◆ Your instructions
Reproduce the records below word for word, leaving out the pictures.

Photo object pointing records
........

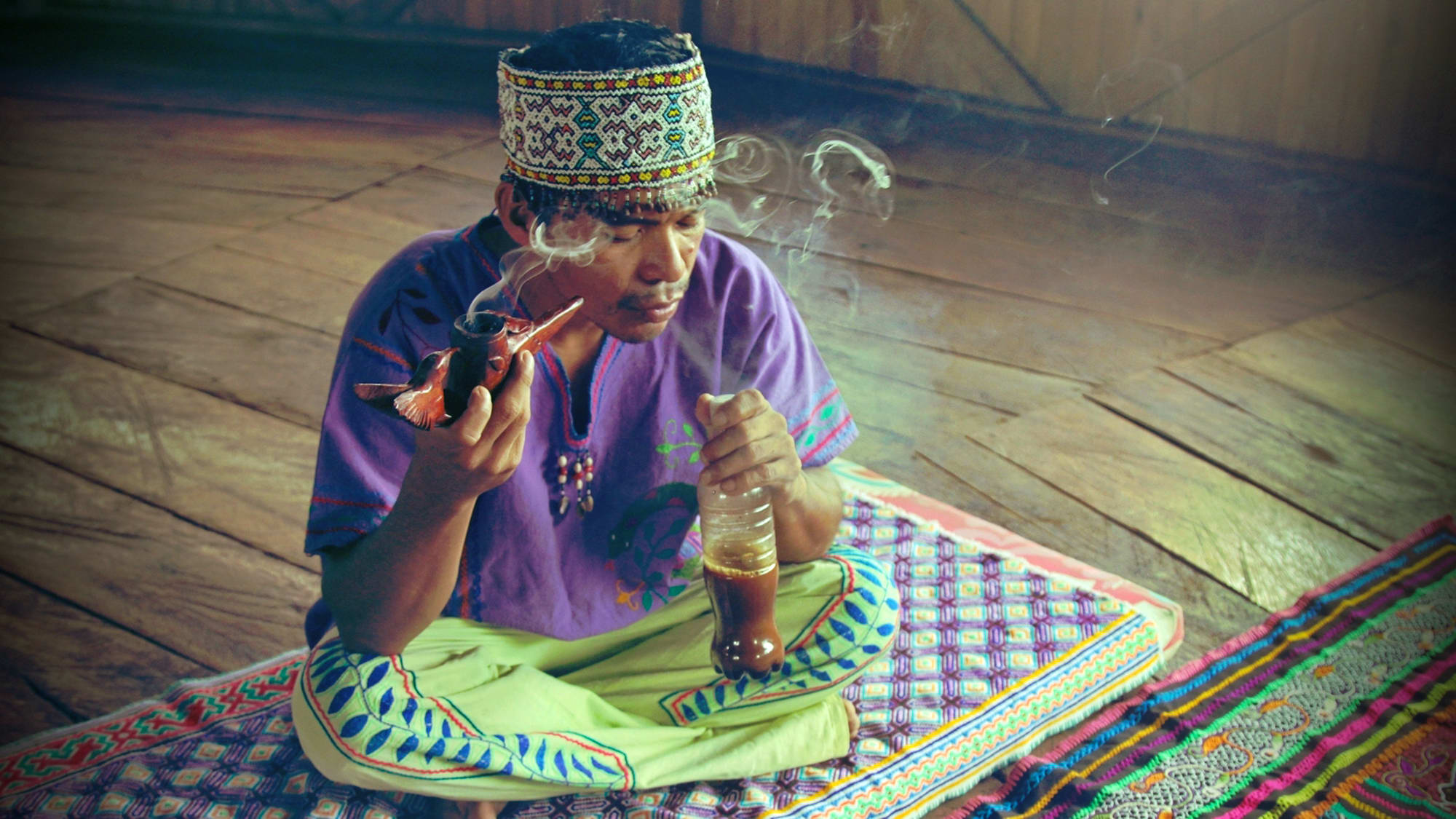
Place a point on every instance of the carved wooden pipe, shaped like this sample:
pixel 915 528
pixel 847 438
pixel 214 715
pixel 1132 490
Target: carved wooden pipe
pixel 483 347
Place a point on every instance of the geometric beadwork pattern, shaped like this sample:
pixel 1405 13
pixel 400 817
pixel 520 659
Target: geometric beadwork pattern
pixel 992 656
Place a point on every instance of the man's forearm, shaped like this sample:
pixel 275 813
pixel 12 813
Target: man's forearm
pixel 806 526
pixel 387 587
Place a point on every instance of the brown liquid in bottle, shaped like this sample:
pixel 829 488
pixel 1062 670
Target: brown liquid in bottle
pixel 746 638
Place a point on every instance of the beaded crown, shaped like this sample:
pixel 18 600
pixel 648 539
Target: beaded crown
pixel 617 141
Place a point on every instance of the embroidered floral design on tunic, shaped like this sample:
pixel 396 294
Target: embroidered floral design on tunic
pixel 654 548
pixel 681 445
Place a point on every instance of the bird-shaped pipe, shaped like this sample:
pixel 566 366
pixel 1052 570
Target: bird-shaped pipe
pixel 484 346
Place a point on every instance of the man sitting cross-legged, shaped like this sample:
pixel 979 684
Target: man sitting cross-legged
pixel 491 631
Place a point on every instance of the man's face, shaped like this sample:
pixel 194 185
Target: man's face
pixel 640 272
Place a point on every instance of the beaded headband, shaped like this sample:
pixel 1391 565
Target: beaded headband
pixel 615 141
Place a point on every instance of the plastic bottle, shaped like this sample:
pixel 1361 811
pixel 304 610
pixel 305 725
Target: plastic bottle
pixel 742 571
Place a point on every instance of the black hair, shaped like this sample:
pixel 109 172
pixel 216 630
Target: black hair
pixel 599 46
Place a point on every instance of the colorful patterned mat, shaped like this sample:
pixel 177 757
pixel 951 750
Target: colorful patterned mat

........

◆ Full response
Place a point on every instance of the carved wooden pipe, shaped like this sample:
pixel 915 528
pixel 847 438
pixel 214 715
pixel 1132 490
Target: carved wooden pipe
pixel 483 347
Place a point on every instance of the geometric beadwork pattern, shaped like this sample:
pixel 1405 13
pixel 400 817
pixel 520 659
Target: geometric beadwork pattern
pixel 992 656
Place a point on every instance of the man's forearm, shaped like this sample:
pixel 275 813
pixel 12 813
Target: man's forearm
pixel 806 526
pixel 387 587
Place a point on every instance of the brown liquid in bottle, shaped like this sample:
pixel 829 488
pixel 1062 670
Target: brown liquid in bottle
pixel 746 638
Place a point on every instance of the beaded crown, shaped like this sample:
pixel 18 600
pixel 648 539
Target: beaded crown
pixel 617 141
Place a point on every instance of the embroidered floral design on tunic, shaped like this sample:
pixel 396 294
Target: embroidered floral design on tunic
pixel 654 548
pixel 681 445
Place a point on every instance of the bird-shaped pipe, shaped like this sample:
pixel 566 366
pixel 1052 570
Target: bird-shaped pipe
pixel 484 346
Place a point on every instance of the man sitting cross-legged, shaped like this sample:
pixel 979 684
Target: man sitting cross-legged
pixel 491 631
Place a point on every instance of the man's face, shaped like this sample:
pixel 194 185
Target: man's face
pixel 640 272
Place a point on every instance of the beaded headband, shaped like this sample:
pixel 1391 565
Target: beaded headband
pixel 615 141
Place a point on every instance of the plastic bottle, shaped like this sample:
pixel 1361 811
pixel 304 610
pixel 305 725
Target: plastic bottle
pixel 742 571
Place a point on every instance of the black hair, shaped like this sample:
pixel 109 172
pixel 216 630
Target: black hair
pixel 599 46
Place a point on every instance of the colorful patterned mat, shaped like this sample:
pixel 177 757
pixel 951 750
Target: colorful patterned mat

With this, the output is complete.